(Items from a dataset)
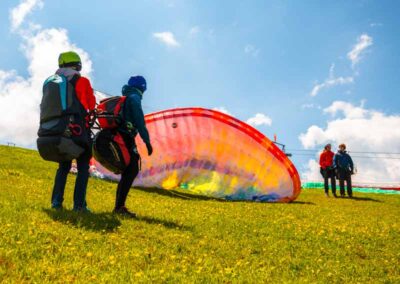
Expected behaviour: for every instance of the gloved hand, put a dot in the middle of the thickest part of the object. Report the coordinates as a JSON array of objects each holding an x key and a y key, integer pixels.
[{"x": 149, "y": 149}]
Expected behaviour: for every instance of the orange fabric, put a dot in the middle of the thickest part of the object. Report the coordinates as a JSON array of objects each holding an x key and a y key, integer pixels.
[
  {"x": 326, "y": 159},
  {"x": 84, "y": 92}
]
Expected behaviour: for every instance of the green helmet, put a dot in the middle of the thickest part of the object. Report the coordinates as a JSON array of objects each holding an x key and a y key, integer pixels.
[{"x": 70, "y": 59}]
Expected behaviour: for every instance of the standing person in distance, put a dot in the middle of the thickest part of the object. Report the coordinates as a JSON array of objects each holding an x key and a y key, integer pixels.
[
  {"x": 345, "y": 168},
  {"x": 327, "y": 169},
  {"x": 133, "y": 123},
  {"x": 70, "y": 66}
]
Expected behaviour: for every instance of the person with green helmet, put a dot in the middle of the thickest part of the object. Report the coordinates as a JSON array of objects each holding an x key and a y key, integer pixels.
[{"x": 70, "y": 65}]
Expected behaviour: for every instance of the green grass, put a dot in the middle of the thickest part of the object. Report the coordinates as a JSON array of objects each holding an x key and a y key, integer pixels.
[{"x": 181, "y": 238}]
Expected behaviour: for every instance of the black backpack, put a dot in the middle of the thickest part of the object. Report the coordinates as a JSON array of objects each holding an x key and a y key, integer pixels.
[{"x": 62, "y": 133}]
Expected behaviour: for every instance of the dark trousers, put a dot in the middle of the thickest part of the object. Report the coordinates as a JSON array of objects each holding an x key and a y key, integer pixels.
[
  {"x": 57, "y": 197},
  {"x": 345, "y": 175},
  {"x": 127, "y": 178},
  {"x": 329, "y": 174}
]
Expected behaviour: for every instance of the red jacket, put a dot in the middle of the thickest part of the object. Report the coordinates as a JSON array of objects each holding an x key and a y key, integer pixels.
[
  {"x": 84, "y": 92},
  {"x": 326, "y": 159}
]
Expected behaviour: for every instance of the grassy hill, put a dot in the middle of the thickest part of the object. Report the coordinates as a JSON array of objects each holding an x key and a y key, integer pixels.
[{"x": 182, "y": 238}]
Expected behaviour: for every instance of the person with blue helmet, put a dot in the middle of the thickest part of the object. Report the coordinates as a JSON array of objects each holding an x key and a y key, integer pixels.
[
  {"x": 133, "y": 123},
  {"x": 345, "y": 168}
]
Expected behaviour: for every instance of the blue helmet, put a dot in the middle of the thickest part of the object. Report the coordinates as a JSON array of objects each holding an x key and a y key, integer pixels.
[{"x": 138, "y": 82}]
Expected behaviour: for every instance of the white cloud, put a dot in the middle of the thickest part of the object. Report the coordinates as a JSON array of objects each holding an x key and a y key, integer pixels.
[
  {"x": 259, "y": 119},
  {"x": 21, "y": 96},
  {"x": 373, "y": 25},
  {"x": 194, "y": 30},
  {"x": 223, "y": 110},
  {"x": 362, "y": 130},
  {"x": 347, "y": 109},
  {"x": 251, "y": 50},
  {"x": 363, "y": 42},
  {"x": 19, "y": 13},
  {"x": 330, "y": 82},
  {"x": 167, "y": 38},
  {"x": 310, "y": 106}
]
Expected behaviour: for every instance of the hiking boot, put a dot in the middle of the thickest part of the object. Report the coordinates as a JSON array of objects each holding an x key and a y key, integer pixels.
[
  {"x": 123, "y": 211},
  {"x": 57, "y": 208},
  {"x": 83, "y": 210}
]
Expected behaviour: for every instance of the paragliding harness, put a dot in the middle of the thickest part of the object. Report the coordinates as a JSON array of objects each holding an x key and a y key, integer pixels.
[
  {"x": 62, "y": 134},
  {"x": 109, "y": 147}
]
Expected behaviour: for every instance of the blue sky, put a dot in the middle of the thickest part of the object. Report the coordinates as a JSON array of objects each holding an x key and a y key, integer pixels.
[{"x": 247, "y": 57}]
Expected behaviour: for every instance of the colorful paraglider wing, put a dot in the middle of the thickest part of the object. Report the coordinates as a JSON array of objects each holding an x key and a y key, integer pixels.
[{"x": 210, "y": 153}]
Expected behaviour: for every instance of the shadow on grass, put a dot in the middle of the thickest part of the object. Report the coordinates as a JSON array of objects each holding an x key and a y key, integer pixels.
[
  {"x": 103, "y": 222},
  {"x": 178, "y": 194},
  {"x": 363, "y": 199},
  {"x": 165, "y": 223},
  {"x": 302, "y": 202}
]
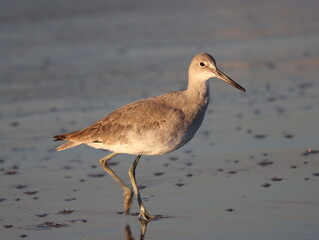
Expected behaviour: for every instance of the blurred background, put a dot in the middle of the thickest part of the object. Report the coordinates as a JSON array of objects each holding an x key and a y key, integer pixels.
[{"x": 67, "y": 63}]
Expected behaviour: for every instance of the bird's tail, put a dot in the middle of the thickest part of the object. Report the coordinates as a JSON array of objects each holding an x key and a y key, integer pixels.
[{"x": 66, "y": 145}]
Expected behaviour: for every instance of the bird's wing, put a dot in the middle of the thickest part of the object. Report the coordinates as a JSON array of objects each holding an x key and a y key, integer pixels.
[{"x": 138, "y": 117}]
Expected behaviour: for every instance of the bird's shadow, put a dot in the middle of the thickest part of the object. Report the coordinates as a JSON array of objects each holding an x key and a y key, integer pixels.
[{"x": 143, "y": 229}]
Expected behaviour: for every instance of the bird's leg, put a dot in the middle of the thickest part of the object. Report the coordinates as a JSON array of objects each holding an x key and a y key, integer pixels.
[
  {"x": 143, "y": 216},
  {"x": 128, "y": 194}
]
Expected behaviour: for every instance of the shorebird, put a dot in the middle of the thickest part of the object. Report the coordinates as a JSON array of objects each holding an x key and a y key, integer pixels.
[{"x": 151, "y": 126}]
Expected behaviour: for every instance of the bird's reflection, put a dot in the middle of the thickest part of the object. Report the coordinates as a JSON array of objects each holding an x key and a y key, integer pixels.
[{"x": 128, "y": 233}]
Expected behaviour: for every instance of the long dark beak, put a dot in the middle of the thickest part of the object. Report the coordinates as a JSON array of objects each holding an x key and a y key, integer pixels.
[{"x": 224, "y": 77}]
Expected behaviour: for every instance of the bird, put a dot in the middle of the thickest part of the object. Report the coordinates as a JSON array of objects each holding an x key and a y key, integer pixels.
[{"x": 151, "y": 126}]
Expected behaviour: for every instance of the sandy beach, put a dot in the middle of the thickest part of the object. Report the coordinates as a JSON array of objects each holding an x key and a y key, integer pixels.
[{"x": 251, "y": 171}]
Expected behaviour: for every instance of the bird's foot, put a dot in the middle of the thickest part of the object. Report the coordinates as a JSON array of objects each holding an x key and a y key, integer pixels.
[
  {"x": 128, "y": 200},
  {"x": 145, "y": 217}
]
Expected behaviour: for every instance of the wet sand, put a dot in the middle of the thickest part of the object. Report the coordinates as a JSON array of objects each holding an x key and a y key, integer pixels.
[{"x": 252, "y": 170}]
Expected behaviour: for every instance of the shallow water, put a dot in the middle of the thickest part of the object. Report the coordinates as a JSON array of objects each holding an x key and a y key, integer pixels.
[{"x": 246, "y": 174}]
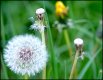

WHAT THE TASK ASKS - Reproduce each line of the records above, exactly and without pictures.

RESULT OF THE EXERCISE -
Expected behaviour: for every instance of the gloved hand, put a dot in the middle of the thickest part of the object. Report the coordinates as a JSON array of objects each holding an x key and a y key, integer pixels.
[{"x": 149, "y": 149}]
Expected behaviour: for every instance of the orange fabric, put a dot in the middle of the thickest part of the object. Report the coordinates as a JSON array of objects each holding an x key and a y key, integer pixels.
[
  {"x": 326, "y": 159},
  {"x": 84, "y": 92}
]
Expected behaviour: for every instance of the green helmet, put a dot in the middle of the thickest part of the object. Report the coordinates as a JSON array of objects each holding an x key and a y key, integer pixels.
[{"x": 70, "y": 59}]
Expected behaviour: for every instance of the standing person in distance, put a dot in the middle of the thickest part of the object. Report the coordinates as a JSON array of objects each holding an x key and a y key, integer pixels.
[
  {"x": 345, "y": 168},
  {"x": 327, "y": 169},
  {"x": 133, "y": 123},
  {"x": 70, "y": 66}
]
Expected behaviour: for every instance of the person with green helmet, put a dot in the middle of the thickest part of the object. Report the coordinates as a JSON array of objects each holding an x key and a y key, integer pixels.
[{"x": 70, "y": 65}]
Expected behaviour: for every instance of the green grass, put a dot in the middle of the thickest part of the object. Report the coordinates as a JSON array of objects each holding an x key and a y key, integer pixels.
[{"x": 181, "y": 238}]
Expected behaviour: for every instance of the black backpack, put a dot in the middle of the thickest part of the object. Report the coordinates as a JSON array of objects each holding an x key and a y key, integer pixels.
[{"x": 62, "y": 133}]
Expected behaviour: for every instance of the dark trousers, put a dot in the middle of the thickest part of the object. Report the coordinates as a JSON array of objects each holding an x key and a y key, integer pixels.
[
  {"x": 57, "y": 197},
  {"x": 345, "y": 175},
  {"x": 127, "y": 178},
  {"x": 329, "y": 174}
]
Expected behaviour: for every instance of the red jacket, put a dot in the middle of the thickest part of the object. Report the coordinates as a JSON array of objects each holding an x key and a y key, integer pixels.
[
  {"x": 84, "y": 92},
  {"x": 326, "y": 159}
]
Expected behaviour: for every instance of the grassy hill, put a dot in the middle of the thickest part of the object. Report the coordinates as a JSON array of objects each holding an x key and a y key, integer pixels.
[{"x": 182, "y": 238}]
Expected behaviour: for every instance of the person with blue helmet, put a dot in the middle of the thickest part of the object. Report the coordinates as a JSON array of objects each holding an x key and a y key, integer pixels.
[
  {"x": 133, "y": 123},
  {"x": 345, "y": 168}
]
Expected behaviour: for every instance of the blue helmet, put a dot in the middle of the thickest part of the object. Report the coordinates as a JSON array of objects each holding an x key and a y key, integer pixels.
[{"x": 138, "y": 82}]
Expected behaviour: for every instance of the white cloud, put a dot in the middle of the thickest part of the object. Report the coordinates as a JSON array of objects each holding an x key and a y key, integer pixels.
[
  {"x": 259, "y": 119},
  {"x": 21, "y": 96},
  {"x": 373, "y": 25},
  {"x": 194, "y": 30},
  {"x": 223, "y": 110},
  {"x": 362, "y": 130},
  {"x": 347, "y": 109},
  {"x": 251, "y": 50},
  {"x": 363, "y": 42},
  {"x": 19, "y": 13},
  {"x": 330, "y": 82},
  {"x": 167, "y": 38},
  {"x": 310, "y": 106}
]
Expected behaviour: for every instance of the hiking boot, put a dot in the middle of the thickest part of the object. Report the coordinates as a JSON array of objects each holding an x key and a y key, integer pixels.
[
  {"x": 123, "y": 211},
  {"x": 57, "y": 208},
  {"x": 83, "y": 210}
]
Expected behaviour: for every instance of the paragliding harness, put a dot in the middle of the thickest part of the object. Report the coordinates as a JSON array of objects each holding an x key and a y key, integer pixels.
[
  {"x": 62, "y": 134},
  {"x": 109, "y": 147}
]
Expected behaviour: for every instance of the blue sky, put a dot in the middle of the thickest part of the object. Report the coordinates as a JSON array of objects each holding an x key and a y key, integer pixels.
[{"x": 247, "y": 57}]
Expected behaviour: for every instance of the colorful paraglider wing, put a dot in the middle of the thickest part of the object. Report the coordinates as a JSON array of objects each holding an x key and a y key, integer pixels.
[{"x": 210, "y": 153}]
Expected behaviour: for every instance of the shadow on grass, put a dot in the middle of the thickest part of the object. Report the coordinates as a JSON array of objects each holding an x key and a y key, integer pixels.
[
  {"x": 103, "y": 222},
  {"x": 178, "y": 194},
  {"x": 363, "y": 199},
  {"x": 165, "y": 223},
  {"x": 302, "y": 202}
]
Expected behaviour: for every instance of the blurred background, put a dot in the middle of the thickest part of the object. Report the coordinates as a JSON array of objects each holding an x key and a y key, integer pixels.
[{"x": 67, "y": 63}]
Expected behaviour: for every instance of the bird's tail, put a dot in the middle of the thickest part of the object. Report the coordinates as a JSON array of objects each holding an x key and a y key, integer pixels.
[{"x": 66, "y": 145}]
Expected behaviour: for every instance of the bird's wing, put a dot in the middle of the thickest part of the object. Report the coordinates as a JSON array of objects each holding an x key and a y key, integer pixels.
[{"x": 138, "y": 117}]
Expected behaviour: for every instance of the bird's shadow, put a dot in the middle of the thickest part of the object. Report the coordinates as a JSON array of objects each holding an x key and a y key, integer pixels.
[{"x": 143, "y": 229}]
Expected behaviour: for every instance of the bird's leg, put a dot in the middle of the thickest part of the object. Report the coordinates as a JSON array of objects each holding an x key and a y key, integer pixels.
[
  {"x": 143, "y": 216},
  {"x": 128, "y": 194}
]
Expected behaviour: for every instance of the shorebird, put a dot in the middle of the thickest part of the object. Report the coordinates as a JSON array of objects each holding an x key and a y key, integer pixels.
[{"x": 151, "y": 126}]
Expected behaviour: for every instance of the bird's reflection, put a dot in the middle of the thickest part of the object. Report the coordinates as a JSON array of objects each holding an x key and a y key, integer pixels.
[{"x": 128, "y": 233}]
Expected behaviour: for every instance of the long dark beak, put a dot in the middle of the thickest part of the object. Report the coordinates as a JSON array of objects each holding an x key and a y key, integer pixels.
[{"x": 224, "y": 77}]
Expected behaviour: for every instance of the bird, put a dot in the middle of the thickest part of the object. Report the coordinates as a JSON array of objects each holding an x key and a y key, integer pixels.
[{"x": 151, "y": 126}]
Expected behaviour: for every instance of the sandy beach, put a dot in the middle of the thickest part of the object. Report the coordinates as a JSON array of objects each holding an x key and a y key, integer pixels.
[{"x": 251, "y": 171}]
Expected behaviour: for every instance of the bird's foot, put a dot in the middle of the thickest part of the object. Report the coordinates as a JSON array of objects each holding an x key and a y key, integer pixels.
[
  {"x": 128, "y": 200},
  {"x": 145, "y": 217}
]
Expected behaviour: for every instance of the wet sand, put a dot in the middle of the thickest part of the object. Report the coordinates as a JSON array of objects each holding an x key and a y key, integer pixels.
[{"x": 252, "y": 170}]
Expected behaviour: for every instance of the shallow water, put a dot in the middle of the thickest part of the object. Report the coordinates as a JSON array of objects each holding an x key and a y key, integer pixels.
[{"x": 246, "y": 174}]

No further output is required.